## Problem details
Each entry below should be reproduced character for character.

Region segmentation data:
BEGIN
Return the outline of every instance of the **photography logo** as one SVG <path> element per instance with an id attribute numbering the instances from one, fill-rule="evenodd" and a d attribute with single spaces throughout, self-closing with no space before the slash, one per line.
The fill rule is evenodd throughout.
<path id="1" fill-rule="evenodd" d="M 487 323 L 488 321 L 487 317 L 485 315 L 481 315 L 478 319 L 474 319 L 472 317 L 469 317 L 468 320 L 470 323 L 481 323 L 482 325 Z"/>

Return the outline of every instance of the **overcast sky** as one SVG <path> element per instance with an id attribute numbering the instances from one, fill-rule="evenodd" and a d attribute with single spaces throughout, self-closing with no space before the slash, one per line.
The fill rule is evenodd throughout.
END
## Completed exercise
Return the outline of every instance of the **photography logo** as one SVG <path> element per instance with an id attribute numbering the instances from one, fill-rule="evenodd" and a d attribute with single spaces throughout, self-closing with no space before the slash, one per line.
The fill rule is evenodd throughout.
<path id="1" fill-rule="evenodd" d="M 487 323 L 488 321 L 487 317 L 485 315 L 481 315 L 478 319 L 474 319 L 472 317 L 469 317 L 468 320 L 470 323 L 481 323 L 482 325 Z"/>

Return the outline of every instance of the **overcast sky** as one SVG <path> element per instance with an id attribute numbering the instances from one, fill-rule="evenodd" and a d attribute with single spaces throughout, self-closing with no space before the slash, one per line.
The fill rule is evenodd throughout.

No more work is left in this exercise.